WHAT NEEDS TO BE DONE:
Reproduce all entries precisely, down to the last character.

(A block of data)
+ + + + +
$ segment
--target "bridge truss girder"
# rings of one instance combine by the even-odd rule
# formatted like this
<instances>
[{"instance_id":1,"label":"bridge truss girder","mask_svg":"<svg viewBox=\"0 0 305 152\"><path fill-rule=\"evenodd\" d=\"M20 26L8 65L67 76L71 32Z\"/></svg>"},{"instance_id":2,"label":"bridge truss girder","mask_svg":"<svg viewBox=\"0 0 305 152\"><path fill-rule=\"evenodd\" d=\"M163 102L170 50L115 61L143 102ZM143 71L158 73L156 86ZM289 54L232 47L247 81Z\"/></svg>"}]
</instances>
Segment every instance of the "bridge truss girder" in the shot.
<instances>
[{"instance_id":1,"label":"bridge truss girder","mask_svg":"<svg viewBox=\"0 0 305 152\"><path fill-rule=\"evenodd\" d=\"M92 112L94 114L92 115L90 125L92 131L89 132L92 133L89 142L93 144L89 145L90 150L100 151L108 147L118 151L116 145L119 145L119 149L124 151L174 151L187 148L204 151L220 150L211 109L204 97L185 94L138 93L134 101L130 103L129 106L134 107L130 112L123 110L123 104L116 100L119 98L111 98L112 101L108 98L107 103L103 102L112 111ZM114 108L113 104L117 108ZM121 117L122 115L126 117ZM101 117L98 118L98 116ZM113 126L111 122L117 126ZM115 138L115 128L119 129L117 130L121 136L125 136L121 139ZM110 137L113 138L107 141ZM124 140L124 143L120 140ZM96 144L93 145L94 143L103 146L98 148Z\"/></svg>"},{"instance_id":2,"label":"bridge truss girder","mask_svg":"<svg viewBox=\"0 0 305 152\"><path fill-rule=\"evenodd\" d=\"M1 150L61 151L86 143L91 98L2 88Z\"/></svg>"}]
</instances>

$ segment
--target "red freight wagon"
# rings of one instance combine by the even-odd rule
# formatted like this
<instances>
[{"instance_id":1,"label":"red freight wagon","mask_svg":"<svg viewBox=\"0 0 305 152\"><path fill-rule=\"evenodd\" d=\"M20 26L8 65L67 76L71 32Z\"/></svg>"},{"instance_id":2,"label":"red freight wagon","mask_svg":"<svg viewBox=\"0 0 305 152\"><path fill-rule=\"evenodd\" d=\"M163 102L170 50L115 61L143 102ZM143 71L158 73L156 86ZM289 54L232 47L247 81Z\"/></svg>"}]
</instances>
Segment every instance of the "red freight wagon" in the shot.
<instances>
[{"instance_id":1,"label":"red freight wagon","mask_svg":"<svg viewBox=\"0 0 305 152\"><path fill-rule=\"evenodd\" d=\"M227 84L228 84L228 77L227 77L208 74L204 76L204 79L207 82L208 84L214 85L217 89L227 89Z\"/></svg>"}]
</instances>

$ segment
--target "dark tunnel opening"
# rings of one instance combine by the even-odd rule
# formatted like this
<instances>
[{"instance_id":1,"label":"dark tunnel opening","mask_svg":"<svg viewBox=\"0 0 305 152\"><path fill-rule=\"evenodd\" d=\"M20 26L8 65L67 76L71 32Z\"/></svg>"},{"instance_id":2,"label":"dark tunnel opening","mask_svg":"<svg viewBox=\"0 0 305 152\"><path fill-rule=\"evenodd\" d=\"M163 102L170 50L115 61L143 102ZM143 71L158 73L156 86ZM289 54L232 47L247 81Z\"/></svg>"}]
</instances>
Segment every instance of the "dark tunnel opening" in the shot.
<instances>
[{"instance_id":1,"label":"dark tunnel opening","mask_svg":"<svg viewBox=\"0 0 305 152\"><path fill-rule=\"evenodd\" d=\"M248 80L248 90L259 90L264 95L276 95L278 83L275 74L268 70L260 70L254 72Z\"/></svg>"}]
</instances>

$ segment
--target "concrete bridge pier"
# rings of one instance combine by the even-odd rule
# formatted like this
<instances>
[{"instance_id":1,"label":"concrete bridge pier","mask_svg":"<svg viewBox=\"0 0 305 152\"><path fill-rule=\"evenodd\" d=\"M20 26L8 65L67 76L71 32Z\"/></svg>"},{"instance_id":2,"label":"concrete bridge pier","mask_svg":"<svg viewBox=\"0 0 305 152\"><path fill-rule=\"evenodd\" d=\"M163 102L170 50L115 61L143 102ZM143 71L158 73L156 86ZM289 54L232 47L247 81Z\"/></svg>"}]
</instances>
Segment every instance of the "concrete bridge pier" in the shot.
+ + + + +
FINAL RESULT:
$ segment
--target "bridge truss girder"
# rings of one instance combine by the even-odd rule
# formatted like this
<instances>
[{"instance_id":1,"label":"bridge truss girder","mask_svg":"<svg viewBox=\"0 0 305 152\"><path fill-rule=\"evenodd\" d=\"M20 26L8 65L67 76L71 32Z\"/></svg>"},{"instance_id":2,"label":"bridge truss girder","mask_svg":"<svg viewBox=\"0 0 305 152\"><path fill-rule=\"evenodd\" d=\"M163 102L170 50L115 61L143 102ZM143 71L158 73L156 86ZM289 54L232 47L247 81Z\"/></svg>"}]
</instances>
Segment every instance of the "bridge truss girder" in the shot.
<instances>
[{"instance_id":1,"label":"bridge truss girder","mask_svg":"<svg viewBox=\"0 0 305 152\"><path fill-rule=\"evenodd\" d=\"M92 112L94 114L92 115L90 125L92 131L89 132L92 133L89 142L93 144L89 145L90 150L100 151L108 147L118 151L116 145L119 145L119 149L124 151L174 151L187 148L204 151L220 150L211 109L204 97L185 94L138 93L134 101L130 103L129 106L134 107L130 112L123 110L123 104L116 100L119 98L111 98L112 101L108 98L107 103L103 102L112 111ZM114 108L113 104L117 108ZM121 117L122 115L126 117ZM101 117L98 118L98 116ZM113 126L111 122L117 126ZM115 138L115 128L119 129L117 130L121 136L125 136L121 139ZM110 137L113 138L107 141ZM124 140L124 143L120 140ZM96 144L93 145L94 143L103 146L98 148Z\"/></svg>"},{"instance_id":2,"label":"bridge truss girder","mask_svg":"<svg viewBox=\"0 0 305 152\"><path fill-rule=\"evenodd\" d=\"M1 150L61 151L86 143L91 98L2 88Z\"/></svg>"}]
</instances>

$ segment
--target "red freight wagon"
# rings of one instance combine by the even-odd rule
# formatted like this
<instances>
[{"instance_id":1,"label":"red freight wagon","mask_svg":"<svg viewBox=\"0 0 305 152\"><path fill-rule=\"evenodd\" d=\"M20 26L8 65L67 76L71 32Z\"/></svg>"},{"instance_id":2,"label":"red freight wagon","mask_svg":"<svg viewBox=\"0 0 305 152\"><path fill-rule=\"evenodd\" d=\"M163 102L170 50L115 61L143 102ZM143 71L158 73L156 86ZM289 54L232 47L247 81Z\"/></svg>"}]
</instances>
Segment every instance of the "red freight wagon" in the shot.
<instances>
[{"instance_id":1,"label":"red freight wagon","mask_svg":"<svg viewBox=\"0 0 305 152\"><path fill-rule=\"evenodd\" d=\"M227 84L228 84L228 77L227 77L208 74L204 76L204 79L207 82L208 84L214 85L217 89L227 89Z\"/></svg>"}]
</instances>

$ segment
--target "dark tunnel opening"
# rings of one instance combine by the even-odd rule
# formatted like this
<instances>
[{"instance_id":1,"label":"dark tunnel opening","mask_svg":"<svg viewBox=\"0 0 305 152\"><path fill-rule=\"evenodd\" d=\"M20 26L8 65L67 76L71 32Z\"/></svg>"},{"instance_id":2,"label":"dark tunnel opening","mask_svg":"<svg viewBox=\"0 0 305 152\"><path fill-rule=\"evenodd\" d=\"M163 102L170 50L115 61L143 102ZM143 71L158 73L156 86ZM289 54L232 47L247 81Z\"/></svg>"}]
</instances>
Segment every instance of the "dark tunnel opening" in the shot.
<instances>
[{"instance_id":1,"label":"dark tunnel opening","mask_svg":"<svg viewBox=\"0 0 305 152\"><path fill-rule=\"evenodd\" d=\"M248 80L248 90L259 90L264 95L276 95L278 83L275 74L268 70L260 70L254 72Z\"/></svg>"}]
</instances>

$ segment
--target "concrete bridge pier"
# rings of one instance combine by the even-odd rule
# formatted like this
<instances>
[{"instance_id":1,"label":"concrete bridge pier","mask_svg":"<svg viewBox=\"0 0 305 152\"><path fill-rule=\"evenodd\" d=\"M20 26L8 65L67 76L71 32Z\"/></svg>"},{"instance_id":2,"label":"concrete bridge pier","mask_svg":"<svg viewBox=\"0 0 305 152\"><path fill-rule=\"evenodd\" d=\"M163 102L170 50L115 61L143 102ZM143 71L158 73L156 86ZM289 54L232 47L247 81Z\"/></svg>"}]
</instances>
Segment every instance of the "concrete bridge pier" in the shot.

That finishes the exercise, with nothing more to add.